SOURCE PASSAGE section start

For Hollywood’s Brian Grazer, success isn’t a solo act

The film and TV producer has made it his mission to nurture ‘original and sustainable voices’

Of the thousands of people film producer Brian Grazer has contrived to meet in the past few decades—including hundreds of Nobel laureates—one encounter stands out. He spent three years trying to get a meeting with Jonas Salk, the inventor of the polio vaccine.

“I called many times, I sent many letters,” Grazer told the audience of WeWork employees at a “Make It Work” panel discussion at the company’s recent Global Summit in Los Angeles. (He’s a fan of WeWork through his wife, marketing specialist Veronica Smiley Grazer, who has an office at WeWork 312 Arizona Ave in Santa Monica.) “Eventually he got a new assistant who said, ‘I’ll let you say hi and shake hands, but this is not a full meeting.’ I had so much anticipatory anxiety that as I approached him, I projectile vomited on him.”

Grazer is a relaxed and affable speaker, even as he recounts throwing up on a personal hero. It’s a trait cultivated through years of face-to-face conversations with interesting and influential people, a pursuit he launched 35 years ago as a child who felt hamstrung by dyslexia. “I realized I could learn much more from human interaction and human connectivity,” he explains. “By looking at people and being present and genuinely interested in learning.”

Projectile vomiting on Salk became just a funny anecdote in what turned out to be a decades-long friendship. Shortly after that first meeting, Salk offered to bring a handful of equally intellectual people to Grazer’s home for a visit—and suggested that the producer round up a few of his chums. (Grazer’s guest list included the late Sydney Pollack, Steven Spielberg, and George Lucas.) “We were friends until his death,” Grazer says of Salk.

SOURCE PASSAGE section end

WORK TO COMPLETE ::
1 – Answer these questions from the Brian Grazer article.
(a) For how long did Grazer try to get a meeting with Jonas Salk?
(b) At which WeWork location does Grazer's wife have an office?
(c) Who was on Grazer's guest list for the visit Salk proposed?
2 – Revise the stretch of the Brian Grazer article from "Projectile vomiting on" through "says of Salk.", putting "friends" in place of "chums".

AVAILABLE DATA section start

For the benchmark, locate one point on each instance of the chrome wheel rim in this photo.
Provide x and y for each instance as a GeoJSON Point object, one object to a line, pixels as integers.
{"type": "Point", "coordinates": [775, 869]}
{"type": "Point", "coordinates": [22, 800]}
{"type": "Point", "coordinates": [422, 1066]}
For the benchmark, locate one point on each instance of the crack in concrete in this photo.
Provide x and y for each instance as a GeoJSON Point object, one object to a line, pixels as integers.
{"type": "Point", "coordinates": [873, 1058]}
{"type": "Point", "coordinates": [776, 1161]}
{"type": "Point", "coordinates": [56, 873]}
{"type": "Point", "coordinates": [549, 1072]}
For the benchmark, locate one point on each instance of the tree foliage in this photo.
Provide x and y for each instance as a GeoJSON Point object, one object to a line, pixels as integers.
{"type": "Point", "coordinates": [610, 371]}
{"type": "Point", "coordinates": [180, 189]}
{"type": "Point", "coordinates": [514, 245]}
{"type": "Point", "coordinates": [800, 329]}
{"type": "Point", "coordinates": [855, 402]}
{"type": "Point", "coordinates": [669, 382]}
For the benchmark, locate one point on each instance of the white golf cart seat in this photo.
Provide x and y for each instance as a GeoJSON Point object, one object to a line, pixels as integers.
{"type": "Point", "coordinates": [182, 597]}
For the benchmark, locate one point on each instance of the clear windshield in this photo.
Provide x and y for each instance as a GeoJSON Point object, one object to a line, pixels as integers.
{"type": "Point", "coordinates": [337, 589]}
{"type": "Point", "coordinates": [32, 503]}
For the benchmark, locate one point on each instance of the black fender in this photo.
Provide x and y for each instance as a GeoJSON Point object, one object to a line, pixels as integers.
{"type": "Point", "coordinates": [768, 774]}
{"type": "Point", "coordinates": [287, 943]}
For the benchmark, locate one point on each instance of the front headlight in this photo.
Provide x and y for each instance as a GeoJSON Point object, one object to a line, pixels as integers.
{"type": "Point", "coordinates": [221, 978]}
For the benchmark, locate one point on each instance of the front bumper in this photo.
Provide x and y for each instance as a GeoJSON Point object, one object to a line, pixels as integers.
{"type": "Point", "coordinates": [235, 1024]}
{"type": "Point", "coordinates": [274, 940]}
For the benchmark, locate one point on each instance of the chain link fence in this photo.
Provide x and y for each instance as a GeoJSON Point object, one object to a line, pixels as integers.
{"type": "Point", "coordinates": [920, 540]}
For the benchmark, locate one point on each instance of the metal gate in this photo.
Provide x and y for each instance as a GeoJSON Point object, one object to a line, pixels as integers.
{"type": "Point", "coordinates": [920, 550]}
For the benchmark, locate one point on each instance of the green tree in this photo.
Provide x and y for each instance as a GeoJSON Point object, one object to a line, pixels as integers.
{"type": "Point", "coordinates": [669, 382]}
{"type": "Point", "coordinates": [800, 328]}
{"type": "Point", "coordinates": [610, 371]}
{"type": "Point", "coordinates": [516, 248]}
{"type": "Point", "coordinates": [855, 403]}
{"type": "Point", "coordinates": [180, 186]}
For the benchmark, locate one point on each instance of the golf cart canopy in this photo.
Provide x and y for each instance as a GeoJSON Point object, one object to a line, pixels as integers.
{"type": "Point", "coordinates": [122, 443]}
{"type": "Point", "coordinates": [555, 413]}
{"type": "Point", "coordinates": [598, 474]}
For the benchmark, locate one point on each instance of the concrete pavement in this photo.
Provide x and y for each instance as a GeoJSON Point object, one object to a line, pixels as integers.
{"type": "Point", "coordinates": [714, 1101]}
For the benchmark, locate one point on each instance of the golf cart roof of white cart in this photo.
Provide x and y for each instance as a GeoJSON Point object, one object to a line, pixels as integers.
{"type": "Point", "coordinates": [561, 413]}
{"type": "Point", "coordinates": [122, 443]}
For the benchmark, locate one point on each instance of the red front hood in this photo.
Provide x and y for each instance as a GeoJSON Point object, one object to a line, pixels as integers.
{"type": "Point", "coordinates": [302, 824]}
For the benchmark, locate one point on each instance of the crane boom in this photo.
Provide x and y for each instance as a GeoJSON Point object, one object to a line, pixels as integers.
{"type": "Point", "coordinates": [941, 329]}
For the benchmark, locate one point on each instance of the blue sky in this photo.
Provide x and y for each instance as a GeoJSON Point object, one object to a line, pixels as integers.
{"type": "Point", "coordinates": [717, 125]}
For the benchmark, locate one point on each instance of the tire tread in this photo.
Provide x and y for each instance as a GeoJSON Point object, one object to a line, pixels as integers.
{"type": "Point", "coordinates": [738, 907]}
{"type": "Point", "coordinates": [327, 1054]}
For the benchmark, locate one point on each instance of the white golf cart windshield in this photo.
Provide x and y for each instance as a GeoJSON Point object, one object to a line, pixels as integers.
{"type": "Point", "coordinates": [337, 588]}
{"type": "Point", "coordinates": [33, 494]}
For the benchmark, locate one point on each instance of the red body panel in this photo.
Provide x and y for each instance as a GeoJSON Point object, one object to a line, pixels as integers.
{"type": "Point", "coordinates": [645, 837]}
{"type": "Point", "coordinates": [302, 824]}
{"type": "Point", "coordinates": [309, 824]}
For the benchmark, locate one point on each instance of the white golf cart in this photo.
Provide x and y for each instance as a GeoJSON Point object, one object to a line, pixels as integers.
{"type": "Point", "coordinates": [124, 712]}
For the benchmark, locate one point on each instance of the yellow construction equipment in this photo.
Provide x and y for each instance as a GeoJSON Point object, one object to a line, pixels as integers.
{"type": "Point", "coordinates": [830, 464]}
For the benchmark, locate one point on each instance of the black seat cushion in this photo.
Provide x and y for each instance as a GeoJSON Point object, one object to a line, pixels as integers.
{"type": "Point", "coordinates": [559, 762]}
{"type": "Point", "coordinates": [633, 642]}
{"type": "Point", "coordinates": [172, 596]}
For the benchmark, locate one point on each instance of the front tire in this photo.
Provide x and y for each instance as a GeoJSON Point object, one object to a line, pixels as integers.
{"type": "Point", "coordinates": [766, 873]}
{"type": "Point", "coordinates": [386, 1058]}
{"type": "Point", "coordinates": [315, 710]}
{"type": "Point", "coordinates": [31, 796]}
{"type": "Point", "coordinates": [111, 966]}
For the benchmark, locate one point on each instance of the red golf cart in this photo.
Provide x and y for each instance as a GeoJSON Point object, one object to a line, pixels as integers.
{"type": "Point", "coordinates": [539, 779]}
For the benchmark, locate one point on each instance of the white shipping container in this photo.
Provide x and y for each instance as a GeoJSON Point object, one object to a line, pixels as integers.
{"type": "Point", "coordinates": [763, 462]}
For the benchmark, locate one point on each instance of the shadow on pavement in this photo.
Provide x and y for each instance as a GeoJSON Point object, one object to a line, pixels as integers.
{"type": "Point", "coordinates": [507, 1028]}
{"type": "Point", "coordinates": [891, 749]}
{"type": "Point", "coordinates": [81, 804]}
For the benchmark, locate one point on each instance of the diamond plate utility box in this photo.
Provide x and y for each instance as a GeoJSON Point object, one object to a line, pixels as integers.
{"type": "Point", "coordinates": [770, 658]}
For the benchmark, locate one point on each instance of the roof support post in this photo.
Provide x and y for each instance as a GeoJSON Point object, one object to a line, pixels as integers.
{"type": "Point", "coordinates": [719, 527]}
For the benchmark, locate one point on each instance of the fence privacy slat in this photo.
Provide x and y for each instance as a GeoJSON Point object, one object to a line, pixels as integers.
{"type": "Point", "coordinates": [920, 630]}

AVAILABLE DATA section end

SOLUTIONS TO THE EXERCISE ::
1 –
(a) Three years.
(b) WeWork 312 Arizona Ave in Santa Monica.
(c) The late Sydney Pollack, Steven Spielberg, and George Lucas.

2 –
Projectile vomiting on Salk became just a funny anecdote in what turned out to be a decades-long friendship. Shortly after that first meeting, Salk offered to bring a handful of equally intellectual people to Grazer’s home for a visit—and suggested that the producer round up a few of his friends. (Grazer’s guest list included the late Sydney Pollack, Steven Spielberg, and George Lucas.) “We were friends until his death,” Grazer says of Salk.